§ TAREFA ESCRITA: Pode expressar todas as linhas do material abaixo como uma tabela Markdown com as colunas "N.º" e "Linha", sem as linhas em branco e sem as imagens?

§ Dados armazenados:
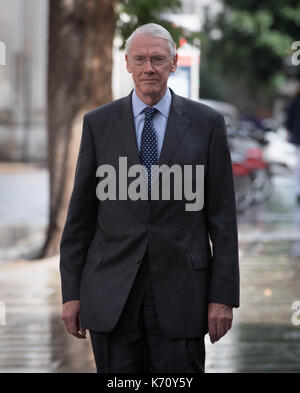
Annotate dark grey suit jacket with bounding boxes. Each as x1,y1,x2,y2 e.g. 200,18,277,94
60,91,239,338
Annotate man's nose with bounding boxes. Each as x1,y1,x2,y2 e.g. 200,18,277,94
144,59,154,72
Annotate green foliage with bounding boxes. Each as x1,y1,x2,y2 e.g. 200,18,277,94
117,0,183,48
202,0,300,97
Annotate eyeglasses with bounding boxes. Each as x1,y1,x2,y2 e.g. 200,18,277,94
131,56,171,67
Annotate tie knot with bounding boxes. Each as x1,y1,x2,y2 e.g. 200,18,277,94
144,106,157,120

§ A RESPOSTA:
| N.º | Linha |
|---|---|
| 1 | Annotate dark grey suit jacket with bounding boxes. Each as x1,y1,x2,y2 e.g. 200,18,277,94 |
| 2 | 60,91,239,338 |
| 3 | Annotate man's nose with bounding boxes. Each as x1,y1,x2,y2 e.g. 200,18,277,94 |
| 4 | 144,59,154,72 |
| 5 | Annotate green foliage with bounding boxes. Each as x1,y1,x2,y2 e.g. 200,18,277,94 |
| 6 | 117,0,183,48 |
| 7 | 202,0,300,97 |
| 8 | Annotate eyeglasses with bounding boxes. Each as x1,y1,x2,y2 e.g. 200,18,277,94 |
| 9 | 131,56,171,67 |
| 10 | Annotate tie knot with bounding boxes. Each as x1,y1,x2,y2 e.g. 200,18,277,94 |
| 11 | 144,106,157,120 |